EXERCISE AIM:
A verbatim reproduction of the lines below, from the line containing "negative clicks: (203, 394) (219, 398)" through the line containing "positive clicks: (881, 428)", both ends included, is the whole required output.

════════════════════

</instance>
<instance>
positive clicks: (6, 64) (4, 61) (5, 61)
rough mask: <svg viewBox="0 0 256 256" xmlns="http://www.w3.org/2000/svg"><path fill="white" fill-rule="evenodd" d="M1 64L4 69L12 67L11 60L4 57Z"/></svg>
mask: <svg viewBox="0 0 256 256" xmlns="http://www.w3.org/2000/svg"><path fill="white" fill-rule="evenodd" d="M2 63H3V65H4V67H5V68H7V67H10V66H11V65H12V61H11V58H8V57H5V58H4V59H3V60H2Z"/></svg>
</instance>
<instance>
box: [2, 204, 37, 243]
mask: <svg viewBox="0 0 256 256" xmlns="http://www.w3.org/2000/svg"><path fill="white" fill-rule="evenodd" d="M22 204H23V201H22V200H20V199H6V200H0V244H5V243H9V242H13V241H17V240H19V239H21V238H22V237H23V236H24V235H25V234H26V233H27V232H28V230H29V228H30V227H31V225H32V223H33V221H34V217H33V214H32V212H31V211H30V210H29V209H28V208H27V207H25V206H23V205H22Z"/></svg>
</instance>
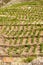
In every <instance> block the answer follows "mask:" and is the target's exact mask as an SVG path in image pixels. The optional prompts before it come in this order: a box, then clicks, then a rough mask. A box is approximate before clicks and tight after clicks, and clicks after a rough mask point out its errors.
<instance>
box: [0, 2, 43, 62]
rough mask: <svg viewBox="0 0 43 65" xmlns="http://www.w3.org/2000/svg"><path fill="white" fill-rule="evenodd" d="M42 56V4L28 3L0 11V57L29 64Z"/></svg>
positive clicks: (27, 2)
mask: <svg viewBox="0 0 43 65" xmlns="http://www.w3.org/2000/svg"><path fill="white" fill-rule="evenodd" d="M37 56H43V4H42V2H40V1H31V2H30V1H29V2H23V3H19V4H13V5H11V6H8V7H6V8H1V9H0V57H19V58H21V57H22V59H23V58H25V57H26V59H27V60H25V59H23V61H22V62H24V61H25V62H29V61H31V60H32V59H34V58H36V57H37Z"/></svg>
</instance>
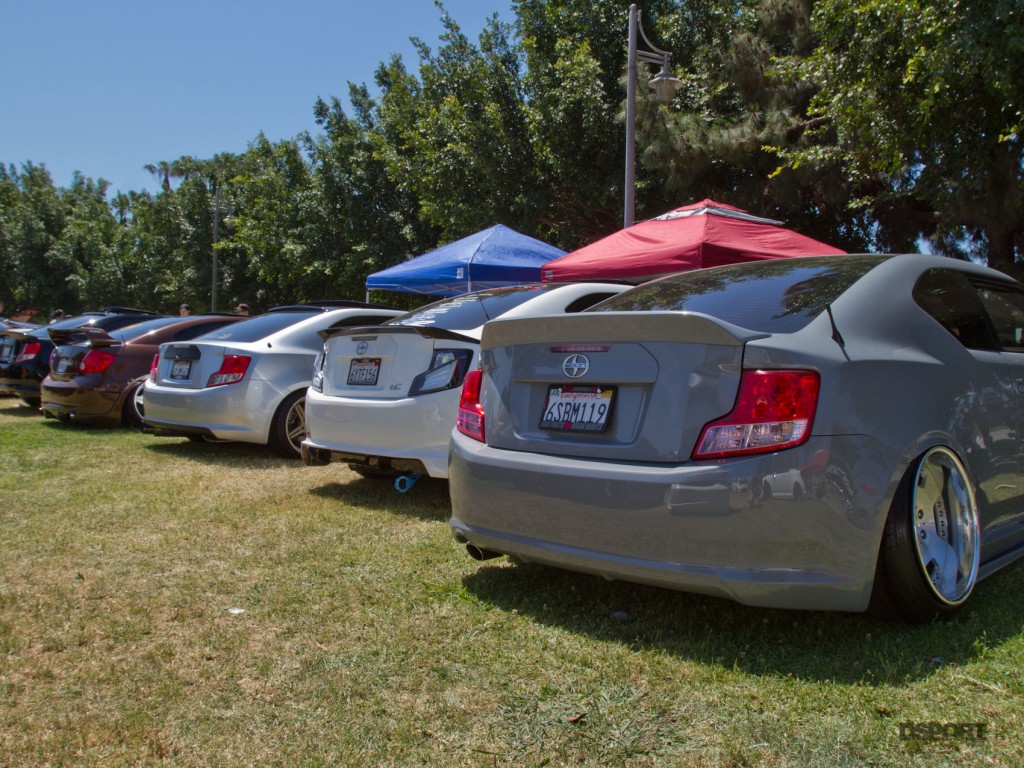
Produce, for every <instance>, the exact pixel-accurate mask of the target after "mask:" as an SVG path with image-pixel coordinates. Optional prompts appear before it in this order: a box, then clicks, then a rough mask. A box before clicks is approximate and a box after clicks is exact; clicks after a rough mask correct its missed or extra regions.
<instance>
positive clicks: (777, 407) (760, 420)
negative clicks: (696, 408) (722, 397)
mask: <svg viewBox="0 0 1024 768" xmlns="http://www.w3.org/2000/svg"><path fill="white" fill-rule="evenodd" d="M820 383H821V382H820V378H819V377H818V374H817V372H815V371H743V374H742V377H741V378H740V380H739V394H738V395H737V396H736V404H735V406H733V408H732V411H731V412H730V413H728V414H726V415H725V416H723V417H722V418H721V419H717V420H716V421H713V422H711V423H710V424H706V425H705V428H703V430H702V431H701V432H700V438H699V439H698V440H697V446H696V449H694V451H693V457H692V458H694V459H722V458H725V457H730V456H746V455H749V454H762V453H769V452H772V451H780V450H781V449H787V447H794V446H795V445H800V444H801V443H804V442H806V441H807V439H808V438H809V437H810V436H811V426H812V425H813V423H814V412H815V411H816V410H817V406H818V390H819V388H820Z"/></svg>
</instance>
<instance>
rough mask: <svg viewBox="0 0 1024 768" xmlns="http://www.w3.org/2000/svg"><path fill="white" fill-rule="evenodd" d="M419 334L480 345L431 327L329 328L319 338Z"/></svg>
mask: <svg viewBox="0 0 1024 768" xmlns="http://www.w3.org/2000/svg"><path fill="white" fill-rule="evenodd" d="M413 333H415V334H419V335H420V336H422V337H424V338H426V339H452V340H455V341H469V342H471V343H473V344H476V343H478V341H479V340H478V339H474V338H473V337H472V336H467V335H466V334H460V333H456V332H455V331H449V330H446V329H443V328H433V327H431V326H362V327H354V328H352V327H349V328H328V329H325V330H323V331H321V332H319V333H318V336H319V337H321V338H322V339H324V341H327V340H328V339H330V338H331V337H333V336H341V335H343V334H344V335H345V336H385V335H389V334H413Z"/></svg>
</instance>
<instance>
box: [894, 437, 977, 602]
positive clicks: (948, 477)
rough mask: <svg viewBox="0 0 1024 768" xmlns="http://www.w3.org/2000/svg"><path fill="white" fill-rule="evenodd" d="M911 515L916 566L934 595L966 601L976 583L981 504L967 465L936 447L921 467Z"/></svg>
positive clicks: (928, 455) (921, 462) (952, 454)
mask: <svg viewBox="0 0 1024 768" xmlns="http://www.w3.org/2000/svg"><path fill="white" fill-rule="evenodd" d="M910 513H911V515H912V516H913V518H912V521H911V526H912V529H913V544H914V552H915V554H916V558H918V563H919V564H920V565H921V568H922V570H923V572H924V574H925V577H926V578H927V581H928V584H929V585H930V586H931V589H932V591H933V592H934V594H935V597H937V598H938V599H939V600H940V601H941V602H942V603H945V604H946V605H958V604H961V603H963V602H964V601H965V600H966V599H967V598H968V596H969V595H970V594H971V590H973V589H974V585H975V582H977V580H978V560H979V556H980V543H981V542H980V536H979V526H978V506H977V504H976V502H975V498H974V492H973V490H972V488H971V485H970V483H969V482H968V480H967V471H966V470H965V469H964V465H963V464H961V462H959V460H958V459H957V458H956V457H955V456H953V454H952V453H950V452H949V451H948V450H947V449H943V447H937V449H932V450H931V451H929V452H928V453H927V454H926V455H925V456H924V458H923V459H922V460H921V464H919V465H918V476H916V480H915V482H914V486H913V498H912V502H911V505H910Z"/></svg>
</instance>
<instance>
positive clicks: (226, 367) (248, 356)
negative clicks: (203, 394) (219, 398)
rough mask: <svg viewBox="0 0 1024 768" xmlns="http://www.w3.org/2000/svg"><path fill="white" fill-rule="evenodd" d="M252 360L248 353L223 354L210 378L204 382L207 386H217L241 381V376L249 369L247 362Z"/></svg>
mask: <svg viewBox="0 0 1024 768" xmlns="http://www.w3.org/2000/svg"><path fill="white" fill-rule="evenodd" d="M251 360H252V357H250V356H249V355H248V354H225V355H224V359H223V360H222V361H221V364H220V368H219V369H218V370H217V373H215V374H214V375H213V376H211V377H210V380H209V381H208V382H207V383H206V385H207V386H208V387H219V386H223V385H224V384H234V383H236V382H238V381H242V377H244V376H245V375H246V371H248V370H249V362H250V361H251Z"/></svg>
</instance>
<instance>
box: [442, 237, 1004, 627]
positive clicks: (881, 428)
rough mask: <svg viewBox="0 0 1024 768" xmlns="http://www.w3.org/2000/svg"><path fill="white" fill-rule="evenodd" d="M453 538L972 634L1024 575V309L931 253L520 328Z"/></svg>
mask: <svg viewBox="0 0 1024 768" xmlns="http://www.w3.org/2000/svg"><path fill="white" fill-rule="evenodd" d="M481 368H482V370H480V371H475V372H471V373H470V374H469V376H467V378H466V381H465V384H464V387H463V392H462V399H461V403H460V408H459V417H458V425H457V427H456V430H455V431H454V432H453V436H452V451H451V466H450V471H449V475H450V483H451V493H452V506H453V516H452V519H451V527H452V530H453V532H454V535H455V537H456V539H457V540H458V541H459V542H461V543H463V544H465V545H466V546H467V549H468V550H469V553H470V554H471V555H472V556H474V557H476V558H478V559H485V558H487V557H492V556H496V555H500V554H507V555H512V556H514V557H516V558H518V559H520V560H524V561H534V562H538V563H543V564H547V565H554V566H558V567H563V568H569V569H573V570H580V571H585V572H589V573H595V574H600V575H602V577H604V578H606V579H620V580H627V581H634V582H640V583H644V584H650V585H656V586H662V587H669V588H672V589H679V590H685V591H690V592H697V593H703V594H709V595H717V596H722V597H727V598H731V599H733V600H737V601H739V602H742V603H746V604H750V605H761V606H772V607H782V608H806V609H834V610H846V611H861V610H865V609H871V610H872V611H873V612H876V613H878V614H881V615H885V616H889V617H898V618H903V620H906V621H928V620H930V618H932V617H934V616H936V615H949V614H951V613H953V612H954V611H956V610H957V609H958V608H961V607H962V606H963V605H964V603H965V602H966V601H967V600H968V598H969V597H970V596H971V593H972V591H973V590H974V589H975V586H976V584H977V583H978V581H979V580H981V579H983V578H985V577H987V575H989V574H990V573H992V572H994V571H995V570H997V569H998V568H1000V567H1002V566H1005V565H1007V564H1008V563H1010V562H1012V561H1014V560H1015V559H1017V558H1018V557H1020V556H1021V555H1022V554H1024V492H1022V460H1024V454H1022V451H1021V449H1022V445H1021V439H1020V434H1021V427H1022V424H1021V418H1022V414H1024V411H1022V408H1021V398H1022V397H1024V286H1021V285H1020V284H1019V283H1017V282H1016V281H1014V280H1011V279H1010V278H1008V276H1006V275H1004V274H1001V273H999V272H997V271H994V270H991V269H987V268H985V267H981V266H977V265H974V264H971V263H968V262H962V261H955V260H951V259H946V258H941V257H934V256H924V255H920V254H909V255H900V256H887V255H851V256H828V257H811V258H799V259H784V260H774V261H760V262H751V263H744V264H737V265H732V266H725V267H718V268H712V269H703V270H697V271H691V272H683V273H680V274H676V275H672V276H669V278H665V279H662V280H658V281H654V282H651V283H648V284H645V285H643V286H639V287H637V288H635V289H632V290H629V291H626V292H625V293H622V294H620V295H618V296H616V297H614V298H611V299H608V300H607V301H604V302H601V303H600V304H597V305H595V306H594V307H592V308H591V309H589V310H587V311H584V312H581V313H579V314H574V315H567V316H557V317H554V316H550V317H535V318H524V319H509V321H503V319H501V318H499V319H497V321H494V322H492V323H488V324H487V325H486V327H485V328H484V330H483V336H482V340H481Z"/></svg>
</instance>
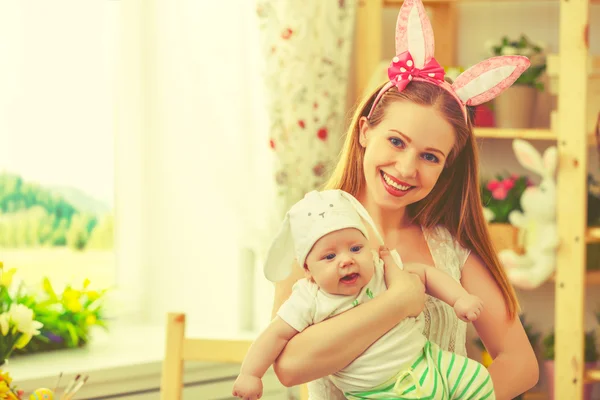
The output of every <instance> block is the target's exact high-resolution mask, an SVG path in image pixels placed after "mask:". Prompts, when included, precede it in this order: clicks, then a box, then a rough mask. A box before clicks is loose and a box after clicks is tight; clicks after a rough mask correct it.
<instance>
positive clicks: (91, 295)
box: [87, 290, 100, 301]
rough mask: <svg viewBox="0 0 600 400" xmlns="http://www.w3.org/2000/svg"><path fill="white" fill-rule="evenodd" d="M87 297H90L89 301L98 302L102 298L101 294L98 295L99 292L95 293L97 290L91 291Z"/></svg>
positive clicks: (99, 293) (91, 290)
mask: <svg viewBox="0 0 600 400" xmlns="http://www.w3.org/2000/svg"><path fill="white" fill-rule="evenodd" d="M87 295H88V299H89V300H90V301H96V300H97V299H98V297H100V293H98V292H97V291H95V290H90V291H89V292H88V293H87Z"/></svg>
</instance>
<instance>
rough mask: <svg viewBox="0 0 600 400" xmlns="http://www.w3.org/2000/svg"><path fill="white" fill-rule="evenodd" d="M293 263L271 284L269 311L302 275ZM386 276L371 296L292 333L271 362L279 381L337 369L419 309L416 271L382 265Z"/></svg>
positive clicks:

════════════════════

TASK OUTPUT:
negative clicks: (203, 394) (219, 398)
rough mask: <svg viewBox="0 0 1024 768" xmlns="http://www.w3.org/2000/svg"><path fill="white" fill-rule="evenodd" d="M252 360L248 353L223 354L210 378L204 382L207 386H217L241 381V376L249 369L247 362Z"/></svg>
mask: <svg viewBox="0 0 1024 768" xmlns="http://www.w3.org/2000/svg"><path fill="white" fill-rule="evenodd" d="M251 360H252V357H250V356H249V355H248V354H225V355H224V359H223V360H222V361H221V364H220V368H219V369H218V370H217V373H215V374H214V375H213V376H211V377H210V380H209V381H208V382H207V383H206V385H207V386H208V387H219V386H223V385H224V384H234V383H236V382H238V381H242V377H244V376H245V375H246V371H248V370H249V362H250V361H251Z"/></svg>
</instance>
<instance>
box: [442, 237, 1004, 627]
positive clicks: (881, 428)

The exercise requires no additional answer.